DIRECTIVE:
Recast the records in the stretch from the line containing "Locate every hanging" through the line containing "Locate every wooden" as a Markdown table with the columns Row and Record Line. Skip blank lines and leave the pictures out.
◇ ◇ ◇
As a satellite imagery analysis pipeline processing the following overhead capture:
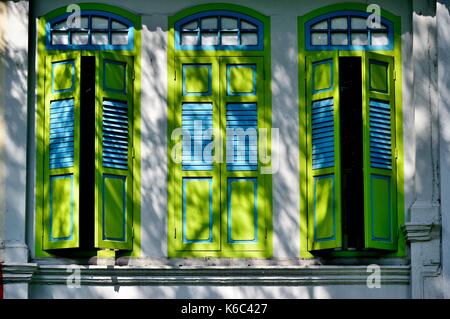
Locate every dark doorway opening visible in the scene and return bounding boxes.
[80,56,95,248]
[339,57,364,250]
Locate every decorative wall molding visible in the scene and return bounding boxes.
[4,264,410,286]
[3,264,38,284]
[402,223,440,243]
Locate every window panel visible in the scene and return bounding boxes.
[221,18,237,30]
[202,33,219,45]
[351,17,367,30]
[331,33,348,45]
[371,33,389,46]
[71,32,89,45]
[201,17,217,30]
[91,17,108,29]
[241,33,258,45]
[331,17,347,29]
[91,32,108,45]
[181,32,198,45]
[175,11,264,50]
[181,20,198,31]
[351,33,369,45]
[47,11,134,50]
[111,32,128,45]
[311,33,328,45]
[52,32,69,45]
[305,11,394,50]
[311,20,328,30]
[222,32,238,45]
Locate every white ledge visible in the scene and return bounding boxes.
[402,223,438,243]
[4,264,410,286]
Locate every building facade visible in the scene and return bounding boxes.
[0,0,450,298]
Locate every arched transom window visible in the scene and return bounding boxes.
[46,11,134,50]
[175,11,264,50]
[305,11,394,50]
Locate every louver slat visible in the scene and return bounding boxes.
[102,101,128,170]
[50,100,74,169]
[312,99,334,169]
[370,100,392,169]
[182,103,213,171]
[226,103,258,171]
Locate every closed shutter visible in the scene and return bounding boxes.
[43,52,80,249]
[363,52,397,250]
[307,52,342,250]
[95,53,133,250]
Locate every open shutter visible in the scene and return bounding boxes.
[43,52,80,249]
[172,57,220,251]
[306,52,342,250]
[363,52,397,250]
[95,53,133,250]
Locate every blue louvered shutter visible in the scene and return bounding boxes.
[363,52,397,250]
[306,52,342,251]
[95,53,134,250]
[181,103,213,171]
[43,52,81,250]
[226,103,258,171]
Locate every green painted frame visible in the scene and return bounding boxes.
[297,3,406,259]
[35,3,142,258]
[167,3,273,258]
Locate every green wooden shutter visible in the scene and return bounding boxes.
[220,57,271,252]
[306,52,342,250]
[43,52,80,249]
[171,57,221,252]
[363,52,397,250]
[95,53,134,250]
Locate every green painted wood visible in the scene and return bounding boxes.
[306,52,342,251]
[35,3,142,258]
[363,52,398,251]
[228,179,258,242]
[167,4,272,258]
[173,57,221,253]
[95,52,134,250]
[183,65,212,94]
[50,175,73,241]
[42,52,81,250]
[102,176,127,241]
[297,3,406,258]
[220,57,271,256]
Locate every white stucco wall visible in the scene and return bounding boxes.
◇ ◇ ◇
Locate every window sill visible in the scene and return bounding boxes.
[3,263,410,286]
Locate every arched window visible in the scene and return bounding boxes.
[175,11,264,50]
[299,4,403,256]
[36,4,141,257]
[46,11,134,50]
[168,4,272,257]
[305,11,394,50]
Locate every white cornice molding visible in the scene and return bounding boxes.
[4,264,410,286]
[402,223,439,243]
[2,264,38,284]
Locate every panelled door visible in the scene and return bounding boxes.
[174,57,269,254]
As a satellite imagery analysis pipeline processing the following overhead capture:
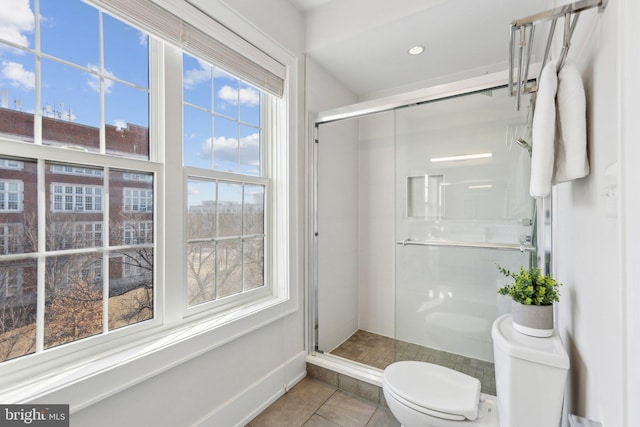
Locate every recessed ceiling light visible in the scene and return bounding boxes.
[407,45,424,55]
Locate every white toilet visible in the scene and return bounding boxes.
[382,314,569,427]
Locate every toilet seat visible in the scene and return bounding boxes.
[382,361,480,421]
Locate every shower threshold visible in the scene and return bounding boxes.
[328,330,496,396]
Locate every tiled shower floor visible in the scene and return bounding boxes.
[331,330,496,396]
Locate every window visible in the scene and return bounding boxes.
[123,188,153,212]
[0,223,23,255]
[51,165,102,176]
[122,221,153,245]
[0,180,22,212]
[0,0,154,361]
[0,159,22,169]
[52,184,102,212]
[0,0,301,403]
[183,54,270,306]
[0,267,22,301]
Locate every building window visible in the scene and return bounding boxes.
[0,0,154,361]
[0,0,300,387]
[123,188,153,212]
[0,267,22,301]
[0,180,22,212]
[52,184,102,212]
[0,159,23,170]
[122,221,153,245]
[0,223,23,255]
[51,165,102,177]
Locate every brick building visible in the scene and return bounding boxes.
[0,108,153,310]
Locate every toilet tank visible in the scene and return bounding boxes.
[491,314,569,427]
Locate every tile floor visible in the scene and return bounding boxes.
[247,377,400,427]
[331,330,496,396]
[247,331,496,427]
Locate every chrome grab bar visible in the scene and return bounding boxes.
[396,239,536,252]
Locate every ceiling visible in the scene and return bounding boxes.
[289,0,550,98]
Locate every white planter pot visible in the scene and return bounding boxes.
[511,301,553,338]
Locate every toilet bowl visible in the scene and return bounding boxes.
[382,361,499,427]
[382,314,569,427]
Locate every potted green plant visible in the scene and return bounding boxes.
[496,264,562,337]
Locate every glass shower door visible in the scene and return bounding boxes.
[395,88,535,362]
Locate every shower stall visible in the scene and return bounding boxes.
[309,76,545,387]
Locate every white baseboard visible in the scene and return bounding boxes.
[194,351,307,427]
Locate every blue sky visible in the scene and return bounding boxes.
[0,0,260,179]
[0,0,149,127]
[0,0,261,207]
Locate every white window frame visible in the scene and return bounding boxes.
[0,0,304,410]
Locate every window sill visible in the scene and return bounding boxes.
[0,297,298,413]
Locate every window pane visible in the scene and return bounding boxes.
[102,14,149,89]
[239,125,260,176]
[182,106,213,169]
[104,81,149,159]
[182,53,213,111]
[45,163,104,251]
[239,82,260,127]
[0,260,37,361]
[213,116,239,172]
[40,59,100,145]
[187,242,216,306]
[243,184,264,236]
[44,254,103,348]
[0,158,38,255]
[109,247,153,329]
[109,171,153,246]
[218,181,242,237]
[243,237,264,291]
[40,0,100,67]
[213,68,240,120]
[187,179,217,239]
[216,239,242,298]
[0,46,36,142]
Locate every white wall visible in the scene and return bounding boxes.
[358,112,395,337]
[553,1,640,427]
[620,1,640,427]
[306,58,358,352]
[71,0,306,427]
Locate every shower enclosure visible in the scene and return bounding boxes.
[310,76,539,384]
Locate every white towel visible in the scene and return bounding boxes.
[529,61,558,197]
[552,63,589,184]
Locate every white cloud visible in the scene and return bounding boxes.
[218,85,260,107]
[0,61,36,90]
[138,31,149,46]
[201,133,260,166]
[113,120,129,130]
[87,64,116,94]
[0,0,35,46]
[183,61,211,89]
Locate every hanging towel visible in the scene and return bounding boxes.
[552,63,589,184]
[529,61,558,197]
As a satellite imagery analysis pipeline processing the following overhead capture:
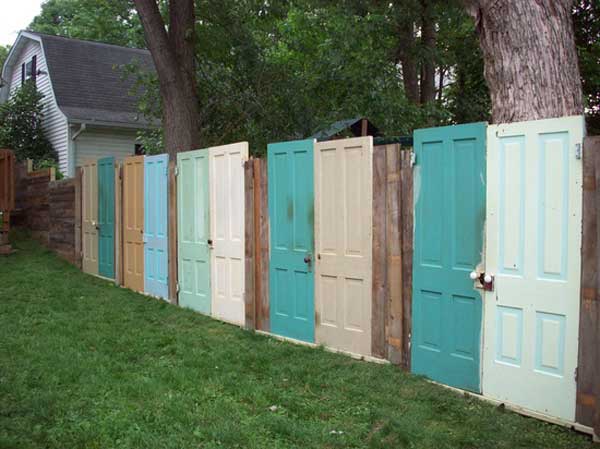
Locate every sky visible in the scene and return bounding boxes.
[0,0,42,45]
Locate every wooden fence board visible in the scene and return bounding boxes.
◇ ◇ ◇
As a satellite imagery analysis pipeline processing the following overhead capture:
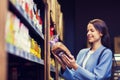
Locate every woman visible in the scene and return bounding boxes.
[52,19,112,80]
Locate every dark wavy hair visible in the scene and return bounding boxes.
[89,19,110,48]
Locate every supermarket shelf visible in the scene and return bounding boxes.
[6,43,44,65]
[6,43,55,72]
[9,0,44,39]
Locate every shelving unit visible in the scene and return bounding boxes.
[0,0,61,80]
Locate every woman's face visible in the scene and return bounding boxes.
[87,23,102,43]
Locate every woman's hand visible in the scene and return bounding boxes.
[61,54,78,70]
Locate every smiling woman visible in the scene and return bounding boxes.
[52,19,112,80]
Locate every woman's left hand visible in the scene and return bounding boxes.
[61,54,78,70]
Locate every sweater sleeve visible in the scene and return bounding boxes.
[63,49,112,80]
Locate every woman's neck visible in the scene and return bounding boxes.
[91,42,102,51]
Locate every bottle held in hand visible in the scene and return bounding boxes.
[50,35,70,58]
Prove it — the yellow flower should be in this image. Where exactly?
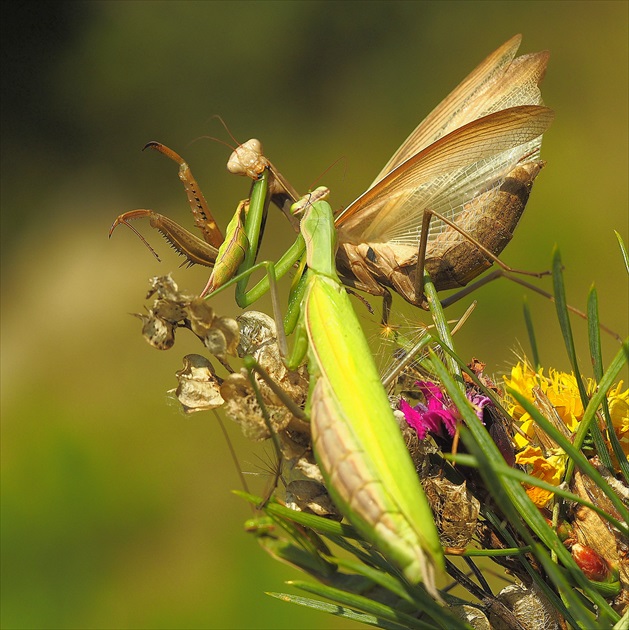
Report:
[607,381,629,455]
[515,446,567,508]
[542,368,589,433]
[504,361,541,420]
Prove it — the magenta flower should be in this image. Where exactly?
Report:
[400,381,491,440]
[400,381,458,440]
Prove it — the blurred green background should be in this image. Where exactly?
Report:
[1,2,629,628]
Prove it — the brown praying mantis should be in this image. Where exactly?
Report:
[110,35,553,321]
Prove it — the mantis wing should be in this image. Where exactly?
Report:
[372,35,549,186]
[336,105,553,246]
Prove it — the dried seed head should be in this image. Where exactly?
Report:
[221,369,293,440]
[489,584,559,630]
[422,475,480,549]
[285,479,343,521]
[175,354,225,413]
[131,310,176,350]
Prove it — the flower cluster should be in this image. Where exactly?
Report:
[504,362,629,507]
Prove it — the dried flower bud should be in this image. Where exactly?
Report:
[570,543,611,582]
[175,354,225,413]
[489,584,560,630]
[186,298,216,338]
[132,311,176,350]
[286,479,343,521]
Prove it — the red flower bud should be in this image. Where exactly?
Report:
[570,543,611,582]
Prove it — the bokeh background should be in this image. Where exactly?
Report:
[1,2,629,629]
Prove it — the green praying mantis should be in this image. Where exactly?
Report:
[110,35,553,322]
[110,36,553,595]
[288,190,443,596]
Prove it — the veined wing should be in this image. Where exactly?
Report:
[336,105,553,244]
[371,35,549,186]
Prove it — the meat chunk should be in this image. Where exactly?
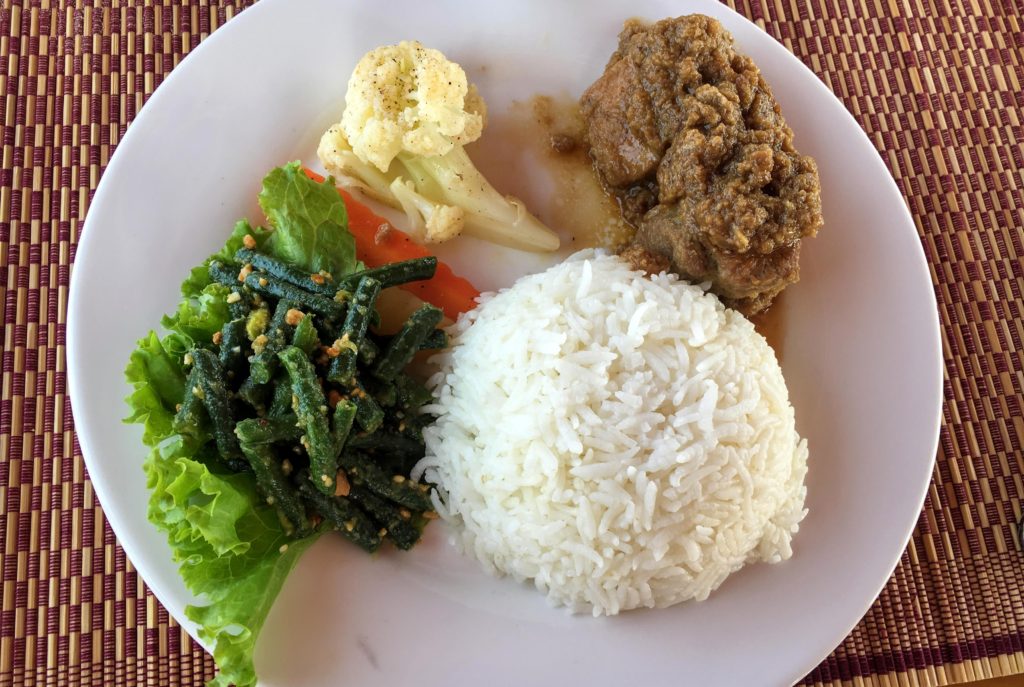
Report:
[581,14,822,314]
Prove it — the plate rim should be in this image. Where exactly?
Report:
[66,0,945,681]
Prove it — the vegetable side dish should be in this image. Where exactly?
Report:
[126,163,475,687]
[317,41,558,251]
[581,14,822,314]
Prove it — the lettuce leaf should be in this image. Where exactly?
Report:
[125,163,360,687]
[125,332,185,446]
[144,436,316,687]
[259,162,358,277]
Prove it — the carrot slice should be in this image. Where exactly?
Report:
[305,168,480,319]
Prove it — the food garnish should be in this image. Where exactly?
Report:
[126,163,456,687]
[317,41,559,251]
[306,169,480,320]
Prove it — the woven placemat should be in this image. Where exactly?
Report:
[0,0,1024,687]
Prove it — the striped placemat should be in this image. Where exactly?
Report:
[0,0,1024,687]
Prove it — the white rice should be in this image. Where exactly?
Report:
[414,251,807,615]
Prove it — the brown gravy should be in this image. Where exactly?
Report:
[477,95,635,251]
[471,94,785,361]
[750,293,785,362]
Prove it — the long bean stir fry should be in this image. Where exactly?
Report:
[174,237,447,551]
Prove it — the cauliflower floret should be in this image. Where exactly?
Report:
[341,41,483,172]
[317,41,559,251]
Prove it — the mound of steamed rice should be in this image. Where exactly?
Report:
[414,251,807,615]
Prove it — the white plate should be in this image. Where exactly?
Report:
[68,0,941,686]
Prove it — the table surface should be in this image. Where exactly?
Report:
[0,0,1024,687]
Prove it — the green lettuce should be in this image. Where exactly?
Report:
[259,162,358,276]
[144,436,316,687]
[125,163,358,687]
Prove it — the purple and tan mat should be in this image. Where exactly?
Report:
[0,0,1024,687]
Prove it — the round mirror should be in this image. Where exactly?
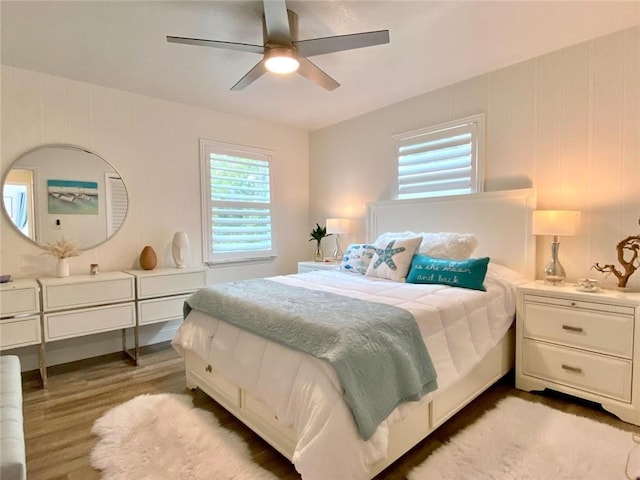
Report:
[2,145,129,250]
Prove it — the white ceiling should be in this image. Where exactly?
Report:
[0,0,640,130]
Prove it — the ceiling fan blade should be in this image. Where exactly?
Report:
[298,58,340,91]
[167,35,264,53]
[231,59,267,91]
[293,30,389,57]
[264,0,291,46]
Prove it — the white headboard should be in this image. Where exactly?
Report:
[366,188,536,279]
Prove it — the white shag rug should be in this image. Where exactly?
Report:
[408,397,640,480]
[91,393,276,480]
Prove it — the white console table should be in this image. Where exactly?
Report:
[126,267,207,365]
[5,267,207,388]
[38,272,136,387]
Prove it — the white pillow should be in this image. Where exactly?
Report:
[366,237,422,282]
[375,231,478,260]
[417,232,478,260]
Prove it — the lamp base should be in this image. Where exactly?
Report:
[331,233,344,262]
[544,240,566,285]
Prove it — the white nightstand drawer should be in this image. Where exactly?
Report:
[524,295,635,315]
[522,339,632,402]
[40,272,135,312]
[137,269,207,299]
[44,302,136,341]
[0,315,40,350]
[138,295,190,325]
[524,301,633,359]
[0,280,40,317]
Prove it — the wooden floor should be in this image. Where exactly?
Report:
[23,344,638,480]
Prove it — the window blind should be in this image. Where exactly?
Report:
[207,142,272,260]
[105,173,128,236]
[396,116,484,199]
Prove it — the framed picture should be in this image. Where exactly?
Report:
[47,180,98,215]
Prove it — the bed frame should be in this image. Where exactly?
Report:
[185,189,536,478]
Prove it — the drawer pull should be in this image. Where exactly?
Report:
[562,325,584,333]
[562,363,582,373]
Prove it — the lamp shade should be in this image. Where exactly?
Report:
◇ ◇ ◇
FINISHED TASK:
| Row | Record Line |
|---|---|
| 1 | Locate every hanging towel visible in the scene and return bounding boxes. |
| 2 | [552,63,589,184] |
| 3 | [529,61,558,197] |
| 4 | As a satellite imagery analysis pipeline processing the following overhead capture: |
| 5 | Locate every sky visible in the scene and return bounding boxes. |
| 6 | [0,0,42,45] |
| 7 | Locate every wooden fence board visible in the scene and return bounding boxes. |